What the task asks: Render all of the material below as a numbered list, one line per item, and leave out any blank lines. Do not include the pictures in your answer.

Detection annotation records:
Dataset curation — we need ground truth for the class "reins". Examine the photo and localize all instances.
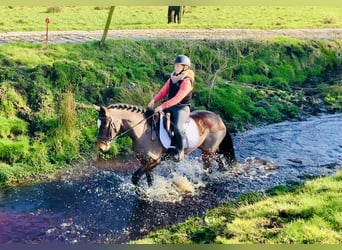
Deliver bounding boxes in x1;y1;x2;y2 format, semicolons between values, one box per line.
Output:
98;113;155;142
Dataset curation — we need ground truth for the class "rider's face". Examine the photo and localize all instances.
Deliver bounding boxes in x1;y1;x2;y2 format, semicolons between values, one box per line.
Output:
174;63;184;74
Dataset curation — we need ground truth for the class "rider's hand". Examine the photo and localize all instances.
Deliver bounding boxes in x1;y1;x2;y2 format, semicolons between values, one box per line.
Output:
154;105;163;113
147;99;154;108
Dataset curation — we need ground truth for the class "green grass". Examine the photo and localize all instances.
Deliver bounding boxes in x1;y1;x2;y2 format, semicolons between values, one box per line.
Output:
0;6;342;32
131;171;342;244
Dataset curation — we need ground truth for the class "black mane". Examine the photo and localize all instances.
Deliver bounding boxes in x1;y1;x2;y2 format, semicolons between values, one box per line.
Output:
108;103;146;113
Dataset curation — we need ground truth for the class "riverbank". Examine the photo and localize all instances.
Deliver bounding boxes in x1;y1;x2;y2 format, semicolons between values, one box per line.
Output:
0;28;342;44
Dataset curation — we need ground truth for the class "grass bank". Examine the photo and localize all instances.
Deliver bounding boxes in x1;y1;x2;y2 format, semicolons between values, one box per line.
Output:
131;171;342;244
0;6;342;32
0;37;342;188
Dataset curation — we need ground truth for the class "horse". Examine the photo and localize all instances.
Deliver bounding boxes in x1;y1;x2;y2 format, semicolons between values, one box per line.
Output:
94;103;236;186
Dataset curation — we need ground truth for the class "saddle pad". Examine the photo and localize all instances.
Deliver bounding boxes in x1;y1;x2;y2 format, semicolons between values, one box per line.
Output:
159;116;199;149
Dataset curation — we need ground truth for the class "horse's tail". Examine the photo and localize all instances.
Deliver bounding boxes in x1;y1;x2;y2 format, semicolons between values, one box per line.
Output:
217;131;236;164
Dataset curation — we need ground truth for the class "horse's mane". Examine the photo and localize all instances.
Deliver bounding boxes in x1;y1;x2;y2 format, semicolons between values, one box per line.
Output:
107;103;146;113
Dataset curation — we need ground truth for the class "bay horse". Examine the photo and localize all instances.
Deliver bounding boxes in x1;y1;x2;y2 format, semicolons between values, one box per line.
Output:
94;104;236;186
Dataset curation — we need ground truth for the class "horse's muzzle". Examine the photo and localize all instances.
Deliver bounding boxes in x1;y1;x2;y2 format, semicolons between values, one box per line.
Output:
96;140;110;152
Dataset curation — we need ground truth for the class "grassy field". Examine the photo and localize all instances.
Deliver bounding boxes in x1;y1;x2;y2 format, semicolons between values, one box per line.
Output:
0;6;342;32
132;171;342;244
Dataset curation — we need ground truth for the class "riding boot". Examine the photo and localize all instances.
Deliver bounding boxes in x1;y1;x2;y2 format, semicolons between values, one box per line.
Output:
174;130;184;162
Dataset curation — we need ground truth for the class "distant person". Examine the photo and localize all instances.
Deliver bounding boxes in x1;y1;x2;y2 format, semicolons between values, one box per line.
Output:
167;6;185;23
148;55;195;161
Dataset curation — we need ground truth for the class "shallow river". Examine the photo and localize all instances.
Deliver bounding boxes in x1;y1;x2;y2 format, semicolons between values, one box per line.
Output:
0;114;342;244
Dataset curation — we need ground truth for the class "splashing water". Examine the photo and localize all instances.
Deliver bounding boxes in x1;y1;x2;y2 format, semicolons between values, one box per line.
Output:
0;115;342;244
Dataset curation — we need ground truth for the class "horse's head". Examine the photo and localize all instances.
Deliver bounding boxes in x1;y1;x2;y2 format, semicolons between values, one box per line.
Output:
94;105;120;151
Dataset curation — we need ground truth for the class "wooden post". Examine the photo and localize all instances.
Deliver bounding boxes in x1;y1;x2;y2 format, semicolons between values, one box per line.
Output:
179;5;183;24
100;6;115;46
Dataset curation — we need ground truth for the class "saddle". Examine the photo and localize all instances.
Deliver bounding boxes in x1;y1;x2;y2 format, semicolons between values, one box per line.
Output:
151;113;199;149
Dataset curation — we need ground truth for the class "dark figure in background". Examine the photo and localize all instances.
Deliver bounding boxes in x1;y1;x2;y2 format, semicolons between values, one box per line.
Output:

Full answer:
1. Dataset curation — we need ground truth for the class "reins". Examine the photo and localize all instances.
2. Deliver bounding boxes in x1;y1;x2;y2 format, semicolons between values, one box per line.
3. Output:
4. 98;113;155;142
5. Dataset curation — we need ground truth for the class "rider's face". Examine the photo and localize all instances.
6. Deliver bounding boxes in x1;y1;x2;y2 format, semicolons between values, one box per line.
7. Output:
8. 174;63;184;74
9. Dataset curation — we need ground truth for the class "rider's hand". Examine the photo and localize all instances.
10. Deliver bounding boxes in x1;y1;x2;y2 format, semicolons between values, one box per line.
11. Output:
12. 154;105;163;113
13. 147;99;154;108
14. Dataset curation — we need ground truth for the class "green grass". Examine the photo and localize all instances.
15. Deliver bounding boxes in x1;y1;x2;y2 format, semicolons between values, one box per line.
16. Output:
17. 0;6;342;32
18. 131;171;342;244
19. Dataset curation — we need ground truth for the class "black mane". Examine the photo and localize all instances.
20. Deliver bounding boxes in x1;y1;x2;y2 format, semicolons between values, one box per line.
21. Output:
22. 108;103;146;113
23. Dataset curation — we need ground truth for the class "riverbank". Examine the photo and localize all instances.
24. Deliver bounding boxes in x1;y1;x2;y2 format, semicolons between values, one box per line.
25. Output:
26. 0;28;342;44
27. Dataset curation — we need ground truth for the class "grass bank". Examine the photo and localize all instances.
28. Deliver bounding boxes in x1;y1;x2;y2 format, semicolons between values, one box per line.
29. Output:
30. 131;171;342;244
31. 0;6;342;32
32. 0;37;342;188
33. Dataset curation — we need ground truth for the class "horse". Examine the photo and localize all instances.
34. Deliver bounding boxes in x1;y1;x2;y2 format, semicolons between values, one box per line.
35. Output:
36. 94;103;236;186
37. Dataset curation — we need ground truth for the class "saddle pad". Examine the photo and localize all instances.
38. Deliver bounding boxes in x1;y1;x2;y2 format, semicolons between values, one box per line.
39. Output:
40. 159;116;199;149
41. Dataset curation — we need ground truth for the class "horse's tail". Examine the photo and localize all instances.
42. Deliver bounding boxes in x1;y1;x2;y2 format, semicolons between values, one box per line.
43. Output:
44. 217;131;236;164
45. Dataset curation — we need ground truth for the class "horse's mane". Examine the photo and localize all instances.
46. Deliver bounding boxes in x1;y1;x2;y2 format, semicolons between values, one box per line.
47. Output:
48. 107;103;146;113
49. Dataset curation — we need ground truth for the class "bay horse". Examine the photo and localize all instances.
50. Deliver bounding boxes in x1;y1;x2;y2 format, semicolons between values, one box per line.
51. Output:
52. 94;104;236;186
53. Dataset curation — we need ground truth for the class "horse's muzzle". Examine the photo and localize all instances.
54. Deliver bounding boxes in x1;y1;x2;y2 format, semicolons between values, one box per line.
55. Output:
56. 96;140;110;152
57. Dataset curation — we need ground truth for the class "grassy field". Examine the photo and localize all instances.
58. Deliver bounding boxes in x1;y1;x2;y2 format, semicolons between values, one box per line.
59. Output:
60. 0;6;342;32
61. 132;171;342;244
62. Dataset curation — we need ground truth for the class "riding boot". Examine the photo and localize all instances.
63. Deliver bounding boxes in x1;y1;x2;y2 format, semicolons between values, one box per line.
64. Output:
65. 174;130;184;162
66. Dataset curation — we need ground truth for the class "distant person". Examine the photo and localize all instances.
67. Deliver bounding boxes in x1;y1;x2;y2 format, semicolons between values, one box per line.
68. Output:
69. 167;6;185;23
70. 148;55;195;161
71. Dataset curation — we need ground truth for the class "shallow river". Examine the photo and localize all instances.
72. Deliver bounding boxes in x1;y1;x2;y2 format, semicolons between values, one box per line.
73. Output:
74. 0;114;342;244
75. Dataset curation — we need ground truth for the class "splashing water". Examine the photo and localize all instances.
76. Deliver bounding boxes in x1;y1;x2;y2 format, semicolons between values, one box per line.
77. Output:
78. 0;115;342;244
79. Dataset curation — we need ground truth for the class "horse's head". Examine the photo and localize all instances.
80. Deliver bounding boxes in x1;y1;x2;y2 format, semicolons between values, one box per line.
81. Output:
82. 94;105;120;151
83. Dataset curation — we need ground truth for the class "wooden post". Examine the photo and localize all instances.
84. Deliver bounding boxes in x1;y1;x2;y2 format, semicolons between values, one box per line.
85. Output:
86. 179;5;183;24
87. 100;6;115;46
88. Dataset curation — we need ground truth for the class "saddle". Examine the photo and localize all instances.
89. Deliver bounding boxes in x1;y1;x2;y2 format, semicolons between values, one box per line.
90. Output:
91. 151;113;199;149
92. Dataset curation — we need ground truth for the class "dark figure in background". Examine the photo and localize all instances.
93. Deliver bounding boxes in x1;y1;x2;y2 format, semicolons between values, one box per line.
94. Output:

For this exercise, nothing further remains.